→ **Exercise prompt**
Write back every record verbatim.
*** Opening Data provided ***
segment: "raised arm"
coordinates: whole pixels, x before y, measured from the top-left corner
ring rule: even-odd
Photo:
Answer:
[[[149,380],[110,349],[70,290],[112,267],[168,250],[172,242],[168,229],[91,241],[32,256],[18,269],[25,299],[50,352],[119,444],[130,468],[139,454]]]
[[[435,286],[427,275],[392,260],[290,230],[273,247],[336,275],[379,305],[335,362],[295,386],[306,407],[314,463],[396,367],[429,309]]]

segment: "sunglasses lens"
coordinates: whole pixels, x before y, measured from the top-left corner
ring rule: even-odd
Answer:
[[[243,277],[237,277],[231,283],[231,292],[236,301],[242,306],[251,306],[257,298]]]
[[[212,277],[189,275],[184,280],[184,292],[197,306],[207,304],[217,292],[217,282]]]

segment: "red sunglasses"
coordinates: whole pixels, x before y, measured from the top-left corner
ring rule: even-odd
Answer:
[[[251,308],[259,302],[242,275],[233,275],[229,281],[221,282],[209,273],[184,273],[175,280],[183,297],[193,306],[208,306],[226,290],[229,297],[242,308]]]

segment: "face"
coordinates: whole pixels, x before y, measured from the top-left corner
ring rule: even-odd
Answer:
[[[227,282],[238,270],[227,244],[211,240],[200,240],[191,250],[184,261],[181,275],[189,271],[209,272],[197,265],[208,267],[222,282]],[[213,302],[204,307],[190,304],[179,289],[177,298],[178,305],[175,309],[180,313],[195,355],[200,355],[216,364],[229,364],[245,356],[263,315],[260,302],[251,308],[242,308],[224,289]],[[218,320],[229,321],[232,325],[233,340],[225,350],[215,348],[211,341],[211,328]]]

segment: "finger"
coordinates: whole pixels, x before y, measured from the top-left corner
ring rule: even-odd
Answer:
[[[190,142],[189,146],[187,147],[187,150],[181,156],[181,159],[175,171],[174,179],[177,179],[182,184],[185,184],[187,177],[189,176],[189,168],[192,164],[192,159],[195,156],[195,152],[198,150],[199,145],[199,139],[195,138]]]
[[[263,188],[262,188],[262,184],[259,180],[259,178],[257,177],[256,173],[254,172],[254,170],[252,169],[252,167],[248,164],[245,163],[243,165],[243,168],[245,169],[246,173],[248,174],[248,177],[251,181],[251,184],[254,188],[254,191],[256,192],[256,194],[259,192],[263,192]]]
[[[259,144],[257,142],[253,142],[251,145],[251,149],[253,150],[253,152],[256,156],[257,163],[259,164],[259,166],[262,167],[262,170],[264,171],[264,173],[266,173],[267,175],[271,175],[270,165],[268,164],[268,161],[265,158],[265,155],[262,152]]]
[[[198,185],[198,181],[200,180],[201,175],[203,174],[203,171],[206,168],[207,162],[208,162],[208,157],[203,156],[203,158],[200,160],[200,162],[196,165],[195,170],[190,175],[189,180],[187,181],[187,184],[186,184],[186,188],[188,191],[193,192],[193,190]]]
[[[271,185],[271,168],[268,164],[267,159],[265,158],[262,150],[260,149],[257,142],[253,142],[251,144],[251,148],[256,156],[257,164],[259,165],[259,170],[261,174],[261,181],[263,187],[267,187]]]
*** Closing Data provided ***
→ **Task result**
segment: "raised arm"
coordinates: whole pixels, x before y, measured from the top-left corner
ring rule: even-odd
Photo:
Answer:
[[[149,380],[110,349],[70,290],[112,267],[168,250],[172,242],[168,229],[91,241],[32,256],[18,269],[25,299],[50,352],[119,444],[130,468],[139,454]]]
[[[435,286],[427,275],[392,260],[290,230],[273,247],[336,275],[379,305],[335,362],[295,386],[306,407],[314,463],[396,367],[429,309]]]

segment: "sunglasses lens"
coordinates: whole pixels, x before y, measured from the top-left corner
ring rule: even-odd
Answer:
[[[243,277],[237,277],[231,283],[231,292],[236,301],[242,306],[251,306],[257,298]]]
[[[212,277],[189,275],[184,280],[184,292],[197,306],[207,304],[217,292],[217,282]]]

segment: "red sunglasses"
coordinates: whole pixels, x before y, measured from the top-left corner
ring rule: even-odd
Answer:
[[[251,308],[259,302],[242,275],[233,275],[229,281],[221,282],[209,273],[184,273],[175,280],[183,297],[193,306],[208,306],[226,290],[229,297],[242,308]]]

segment: "face"
coordinates: whole pixels, x before y, measured from the top-left corner
ring rule: even-odd
Answer:
[[[227,282],[238,270],[227,244],[211,240],[200,240],[191,250],[184,261],[181,275],[189,271],[209,272],[197,265],[208,267],[222,282]],[[213,302],[204,307],[190,304],[179,289],[177,298],[178,305],[175,309],[180,313],[195,355],[200,355],[216,364],[229,364],[245,356],[263,315],[260,302],[251,308],[242,308],[224,289]],[[218,320],[229,321],[232,325],[233,340],[225,350],[215,348],[211,341],[211,328]]]

segment: "finger"
coordinates: whole pixels, x before y, measured from the top-left corner
ring rule: even-odd
Answer:
[[[190,142],[189,146],[187,147],[187,150],[181,156],[181,159],[175,171],[174,179],[177,179],[182,184],[185,184],[187,177],[189,176],[189,168],[192,164],[192,159],[195,156],[195,152],[198,150],[199,145],[199,139],[195,138]]]
[[[263,188],[262,188],[262,184],[259,180],[259,178],[257,177],[256,173],[254,172],[254,170],[252,169],[252,167],[248,164],[245,163],[243,165],[243,168],[245,169],[246,173],[248,174],[248,177],[251,181],[251,184],[254,188],[254,191],[256,192],[256,194],[259,192],[263,192]]]
[[[259,144],[257,142],[253,142],[251,145],[251,149],[253,150],[253,152],[256,156],[257,163],[259,164],[259,166],[262,167],[262,170],[264,171],[264,173],[266,173],[267,175],[271,175],[270,165],[268,164],[268,161],[265,158],[265,155],[262,152]]]
[[[198,185],[198,181],[200,180],[201,175],[203,174],[203,171],[206,168],[207,162],[208,162],[208,157],[203,156],[203,158],[200,160],[200,162],[196,165],[195,170],[190,175],[189,180],[187,181],[187,184],[186,184],[186,188],[188,191],[193,192],[193,190]]]
[[[271,185],[271,168],[268,164],[267,159],[265,158],[262,150],[260,149],[257,142],[253,142],[251,144],[251,148],[256,156],[257,164],[259,165],[259,170],[261,174],[261,181],[263,187],[267,187]]]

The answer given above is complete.